What needs to be done:
Across the records that follow, count each line holding "flower", and write only the total.

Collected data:

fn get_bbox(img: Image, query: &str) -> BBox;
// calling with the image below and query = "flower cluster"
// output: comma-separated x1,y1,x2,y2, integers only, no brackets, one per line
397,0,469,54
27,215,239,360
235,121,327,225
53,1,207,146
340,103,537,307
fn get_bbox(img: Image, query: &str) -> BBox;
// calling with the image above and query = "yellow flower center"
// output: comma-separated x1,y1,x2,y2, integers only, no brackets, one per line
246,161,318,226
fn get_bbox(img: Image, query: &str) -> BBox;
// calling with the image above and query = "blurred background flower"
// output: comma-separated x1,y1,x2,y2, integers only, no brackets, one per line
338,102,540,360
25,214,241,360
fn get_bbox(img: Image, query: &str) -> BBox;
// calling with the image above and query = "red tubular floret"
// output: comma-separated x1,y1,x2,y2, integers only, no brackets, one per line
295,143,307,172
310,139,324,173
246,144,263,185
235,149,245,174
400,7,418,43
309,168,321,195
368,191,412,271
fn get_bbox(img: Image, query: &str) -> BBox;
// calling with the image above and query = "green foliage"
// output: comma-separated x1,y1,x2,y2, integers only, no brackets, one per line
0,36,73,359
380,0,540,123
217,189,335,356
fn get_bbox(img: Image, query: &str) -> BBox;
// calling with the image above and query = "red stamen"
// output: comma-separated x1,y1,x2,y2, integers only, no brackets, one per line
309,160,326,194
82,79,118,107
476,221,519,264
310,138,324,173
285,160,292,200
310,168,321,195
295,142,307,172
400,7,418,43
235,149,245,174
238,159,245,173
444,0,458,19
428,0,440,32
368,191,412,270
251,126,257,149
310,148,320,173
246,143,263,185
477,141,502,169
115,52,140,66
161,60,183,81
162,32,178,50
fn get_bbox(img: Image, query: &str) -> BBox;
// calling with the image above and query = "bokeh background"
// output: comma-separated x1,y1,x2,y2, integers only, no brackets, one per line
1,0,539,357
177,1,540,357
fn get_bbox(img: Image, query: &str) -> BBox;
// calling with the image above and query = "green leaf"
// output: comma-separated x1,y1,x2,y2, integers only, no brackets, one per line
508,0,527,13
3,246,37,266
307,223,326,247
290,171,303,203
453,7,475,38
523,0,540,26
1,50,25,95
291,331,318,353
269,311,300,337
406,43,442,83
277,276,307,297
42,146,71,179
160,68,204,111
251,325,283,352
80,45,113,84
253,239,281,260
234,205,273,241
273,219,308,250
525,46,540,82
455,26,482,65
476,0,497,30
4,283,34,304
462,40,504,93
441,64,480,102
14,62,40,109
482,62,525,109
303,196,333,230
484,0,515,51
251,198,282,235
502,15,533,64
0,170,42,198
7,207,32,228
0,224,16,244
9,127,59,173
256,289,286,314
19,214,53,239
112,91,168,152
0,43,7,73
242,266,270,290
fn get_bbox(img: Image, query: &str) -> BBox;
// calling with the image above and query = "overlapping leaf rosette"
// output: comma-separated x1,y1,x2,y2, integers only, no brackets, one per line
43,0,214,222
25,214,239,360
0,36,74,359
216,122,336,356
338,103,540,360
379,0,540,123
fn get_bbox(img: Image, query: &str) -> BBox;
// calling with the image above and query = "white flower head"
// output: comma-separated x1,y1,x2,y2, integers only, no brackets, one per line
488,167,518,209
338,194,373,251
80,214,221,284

Solution to this task:
4